* _Given exercise_
Reproduce verbatim the lines of the records that begin with the line containing "task: segment every instance of the green" and continue through the end of the records, including that first line.

Contour annotation records:
_____

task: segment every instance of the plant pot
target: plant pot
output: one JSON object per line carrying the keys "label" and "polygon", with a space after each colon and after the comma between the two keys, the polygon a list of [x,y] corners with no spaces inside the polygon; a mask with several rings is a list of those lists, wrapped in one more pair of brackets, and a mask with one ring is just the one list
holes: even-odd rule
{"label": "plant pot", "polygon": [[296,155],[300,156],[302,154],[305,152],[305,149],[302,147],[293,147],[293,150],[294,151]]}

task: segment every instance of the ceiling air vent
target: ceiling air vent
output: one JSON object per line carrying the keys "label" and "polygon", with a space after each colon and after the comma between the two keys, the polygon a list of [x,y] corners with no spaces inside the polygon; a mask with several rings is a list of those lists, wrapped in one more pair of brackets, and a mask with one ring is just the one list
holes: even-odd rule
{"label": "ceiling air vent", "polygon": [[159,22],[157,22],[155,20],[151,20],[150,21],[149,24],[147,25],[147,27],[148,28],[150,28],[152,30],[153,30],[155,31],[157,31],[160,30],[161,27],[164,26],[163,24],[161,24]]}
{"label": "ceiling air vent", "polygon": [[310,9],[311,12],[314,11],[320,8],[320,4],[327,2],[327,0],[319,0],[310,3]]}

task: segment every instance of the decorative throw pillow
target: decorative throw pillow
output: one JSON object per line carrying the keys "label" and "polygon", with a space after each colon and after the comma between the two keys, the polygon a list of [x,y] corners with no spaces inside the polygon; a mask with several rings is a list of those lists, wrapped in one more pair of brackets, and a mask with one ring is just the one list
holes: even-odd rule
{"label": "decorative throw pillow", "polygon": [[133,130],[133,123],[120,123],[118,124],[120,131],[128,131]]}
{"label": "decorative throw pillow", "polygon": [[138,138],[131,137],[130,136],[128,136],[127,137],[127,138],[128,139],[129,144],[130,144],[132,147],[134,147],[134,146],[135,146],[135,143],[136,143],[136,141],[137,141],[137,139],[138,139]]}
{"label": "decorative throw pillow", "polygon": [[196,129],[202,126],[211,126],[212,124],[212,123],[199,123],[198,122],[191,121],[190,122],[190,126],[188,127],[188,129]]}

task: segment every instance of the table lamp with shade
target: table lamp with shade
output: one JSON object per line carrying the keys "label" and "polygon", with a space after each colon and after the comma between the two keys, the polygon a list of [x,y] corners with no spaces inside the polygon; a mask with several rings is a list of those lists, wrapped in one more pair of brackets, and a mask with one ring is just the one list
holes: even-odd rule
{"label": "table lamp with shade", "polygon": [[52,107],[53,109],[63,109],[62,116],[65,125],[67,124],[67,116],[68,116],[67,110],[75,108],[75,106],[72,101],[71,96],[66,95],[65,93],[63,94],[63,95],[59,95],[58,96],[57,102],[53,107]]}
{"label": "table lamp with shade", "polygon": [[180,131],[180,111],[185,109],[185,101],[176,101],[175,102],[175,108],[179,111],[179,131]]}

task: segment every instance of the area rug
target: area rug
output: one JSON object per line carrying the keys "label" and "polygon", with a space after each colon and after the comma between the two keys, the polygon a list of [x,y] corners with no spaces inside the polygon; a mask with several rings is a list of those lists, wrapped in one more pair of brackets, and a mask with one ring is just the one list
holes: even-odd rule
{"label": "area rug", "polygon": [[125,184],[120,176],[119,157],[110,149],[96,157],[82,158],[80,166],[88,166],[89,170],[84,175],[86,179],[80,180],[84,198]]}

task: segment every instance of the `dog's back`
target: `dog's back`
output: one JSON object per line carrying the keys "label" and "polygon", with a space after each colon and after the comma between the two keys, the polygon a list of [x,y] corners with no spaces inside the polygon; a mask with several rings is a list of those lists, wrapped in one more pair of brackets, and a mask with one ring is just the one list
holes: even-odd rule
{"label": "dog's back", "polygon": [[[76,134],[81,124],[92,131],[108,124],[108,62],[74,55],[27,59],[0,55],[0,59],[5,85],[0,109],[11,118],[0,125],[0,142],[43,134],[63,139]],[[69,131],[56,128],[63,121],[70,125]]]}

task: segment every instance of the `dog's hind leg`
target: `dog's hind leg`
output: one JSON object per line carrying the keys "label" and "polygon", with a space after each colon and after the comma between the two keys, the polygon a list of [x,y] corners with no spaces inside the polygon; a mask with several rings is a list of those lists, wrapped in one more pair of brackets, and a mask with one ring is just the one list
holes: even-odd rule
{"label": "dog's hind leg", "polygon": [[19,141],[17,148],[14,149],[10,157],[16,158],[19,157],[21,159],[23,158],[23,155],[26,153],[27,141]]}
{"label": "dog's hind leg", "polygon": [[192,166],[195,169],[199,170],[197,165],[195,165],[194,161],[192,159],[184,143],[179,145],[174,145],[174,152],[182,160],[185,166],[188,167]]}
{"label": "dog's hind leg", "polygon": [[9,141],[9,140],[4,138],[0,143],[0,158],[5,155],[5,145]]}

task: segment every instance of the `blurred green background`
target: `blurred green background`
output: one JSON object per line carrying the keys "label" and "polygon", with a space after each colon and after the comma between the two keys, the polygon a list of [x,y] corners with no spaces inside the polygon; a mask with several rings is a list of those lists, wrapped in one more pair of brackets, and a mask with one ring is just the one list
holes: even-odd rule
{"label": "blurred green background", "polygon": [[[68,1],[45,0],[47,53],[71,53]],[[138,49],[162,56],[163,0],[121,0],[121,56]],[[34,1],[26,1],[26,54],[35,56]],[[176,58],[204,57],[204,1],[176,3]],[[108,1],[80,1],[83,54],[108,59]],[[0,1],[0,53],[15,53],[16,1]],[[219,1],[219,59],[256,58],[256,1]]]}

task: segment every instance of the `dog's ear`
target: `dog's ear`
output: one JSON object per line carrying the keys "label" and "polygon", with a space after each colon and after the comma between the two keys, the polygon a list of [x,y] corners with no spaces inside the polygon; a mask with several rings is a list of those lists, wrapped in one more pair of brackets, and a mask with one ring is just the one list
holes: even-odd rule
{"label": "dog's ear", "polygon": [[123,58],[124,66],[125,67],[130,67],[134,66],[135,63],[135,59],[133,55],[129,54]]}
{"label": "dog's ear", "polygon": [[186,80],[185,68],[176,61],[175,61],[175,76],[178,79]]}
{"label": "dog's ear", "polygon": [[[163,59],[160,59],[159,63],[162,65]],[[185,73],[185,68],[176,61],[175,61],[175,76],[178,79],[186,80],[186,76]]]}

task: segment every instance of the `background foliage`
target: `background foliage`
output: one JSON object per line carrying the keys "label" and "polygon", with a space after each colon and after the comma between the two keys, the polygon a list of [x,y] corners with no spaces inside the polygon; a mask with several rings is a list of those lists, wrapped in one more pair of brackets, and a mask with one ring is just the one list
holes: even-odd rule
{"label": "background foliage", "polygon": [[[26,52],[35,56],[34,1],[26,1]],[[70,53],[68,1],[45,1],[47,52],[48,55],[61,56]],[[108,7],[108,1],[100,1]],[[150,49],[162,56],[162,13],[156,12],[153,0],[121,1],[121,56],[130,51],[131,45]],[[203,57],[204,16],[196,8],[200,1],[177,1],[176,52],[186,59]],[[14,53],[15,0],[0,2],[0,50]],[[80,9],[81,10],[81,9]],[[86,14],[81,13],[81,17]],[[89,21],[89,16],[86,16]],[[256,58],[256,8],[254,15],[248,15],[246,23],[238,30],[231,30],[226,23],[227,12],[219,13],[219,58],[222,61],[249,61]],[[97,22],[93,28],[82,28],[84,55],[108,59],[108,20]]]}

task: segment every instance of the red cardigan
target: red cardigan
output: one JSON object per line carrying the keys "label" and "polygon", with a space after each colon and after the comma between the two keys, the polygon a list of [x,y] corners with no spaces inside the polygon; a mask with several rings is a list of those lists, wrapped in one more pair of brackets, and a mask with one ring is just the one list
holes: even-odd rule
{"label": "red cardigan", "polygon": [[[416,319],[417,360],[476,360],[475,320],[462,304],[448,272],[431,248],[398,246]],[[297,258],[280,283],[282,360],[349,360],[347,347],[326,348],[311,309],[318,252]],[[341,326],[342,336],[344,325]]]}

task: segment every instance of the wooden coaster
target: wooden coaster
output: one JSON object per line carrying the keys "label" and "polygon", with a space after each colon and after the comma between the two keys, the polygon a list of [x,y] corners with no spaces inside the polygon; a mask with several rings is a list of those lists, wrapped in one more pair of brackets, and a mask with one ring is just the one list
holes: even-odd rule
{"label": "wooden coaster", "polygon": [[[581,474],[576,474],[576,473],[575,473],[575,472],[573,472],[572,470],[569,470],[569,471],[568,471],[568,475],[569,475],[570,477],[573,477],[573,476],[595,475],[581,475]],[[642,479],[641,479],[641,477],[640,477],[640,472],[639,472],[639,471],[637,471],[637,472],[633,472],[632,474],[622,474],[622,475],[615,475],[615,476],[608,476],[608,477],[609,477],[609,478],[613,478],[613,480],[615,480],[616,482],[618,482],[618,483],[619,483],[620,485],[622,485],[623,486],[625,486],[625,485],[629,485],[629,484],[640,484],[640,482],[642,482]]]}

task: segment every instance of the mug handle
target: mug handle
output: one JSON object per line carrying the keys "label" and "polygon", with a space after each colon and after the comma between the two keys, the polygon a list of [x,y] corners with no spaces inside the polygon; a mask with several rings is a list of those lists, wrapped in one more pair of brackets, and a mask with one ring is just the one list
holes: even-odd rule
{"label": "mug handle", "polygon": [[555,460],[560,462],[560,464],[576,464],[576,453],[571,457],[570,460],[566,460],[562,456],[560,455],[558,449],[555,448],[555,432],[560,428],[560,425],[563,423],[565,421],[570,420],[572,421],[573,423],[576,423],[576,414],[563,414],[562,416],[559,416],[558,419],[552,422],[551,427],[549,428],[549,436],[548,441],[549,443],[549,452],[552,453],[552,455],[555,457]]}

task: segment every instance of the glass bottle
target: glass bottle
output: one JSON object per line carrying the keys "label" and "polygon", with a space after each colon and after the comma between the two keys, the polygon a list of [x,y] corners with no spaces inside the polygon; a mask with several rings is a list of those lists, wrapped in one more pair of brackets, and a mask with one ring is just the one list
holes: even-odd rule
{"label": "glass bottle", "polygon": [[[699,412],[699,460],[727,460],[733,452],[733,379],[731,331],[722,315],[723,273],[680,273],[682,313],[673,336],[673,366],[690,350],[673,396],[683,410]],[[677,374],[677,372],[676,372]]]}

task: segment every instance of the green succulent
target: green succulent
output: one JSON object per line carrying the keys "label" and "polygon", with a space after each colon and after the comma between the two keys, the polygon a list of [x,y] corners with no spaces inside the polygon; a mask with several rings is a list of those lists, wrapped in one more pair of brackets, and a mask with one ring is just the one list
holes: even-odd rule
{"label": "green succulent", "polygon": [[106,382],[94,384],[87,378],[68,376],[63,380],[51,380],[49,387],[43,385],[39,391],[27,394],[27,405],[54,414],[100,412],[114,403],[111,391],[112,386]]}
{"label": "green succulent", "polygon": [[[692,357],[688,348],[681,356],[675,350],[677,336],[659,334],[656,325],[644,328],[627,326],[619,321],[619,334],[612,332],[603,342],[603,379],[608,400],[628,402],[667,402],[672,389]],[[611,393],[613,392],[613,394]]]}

_____

* _Answer in full_
task: segment every instance of the green succulent
target: green succulent
output: one JSON object per line carrying the keys "label" and "polygon", with a space after each colon and after the comma between the two keys, the polygon a list of [x,y] corners with no spaces inside the polygon; a mask with several rings is a list of those lists, wrapped in one more pair of brackets, and a mask with one ring is just the one list
holes: even-odd rule
{"label": "green succulent", "polygon": [[106,382],[94,384],[87,378],[68,376],[63,380],[51,380],[49,387],[43,385],[39,391],[27,394],[27,405],[54,414],[100,412],[114,403],[111,391],[112,386]]}
{"label": "green succulent", "polygon": [[[692,357],[688,348],[681,356],[675,350],[677,336],[659,334],[656,325],[644,328],[627,326],[619,321],[619,334],[612,332],[603,342],[603,379],[608,400],[628,402],[667,402],[672,389]],[[611,393],[613,392],[613,394]]]}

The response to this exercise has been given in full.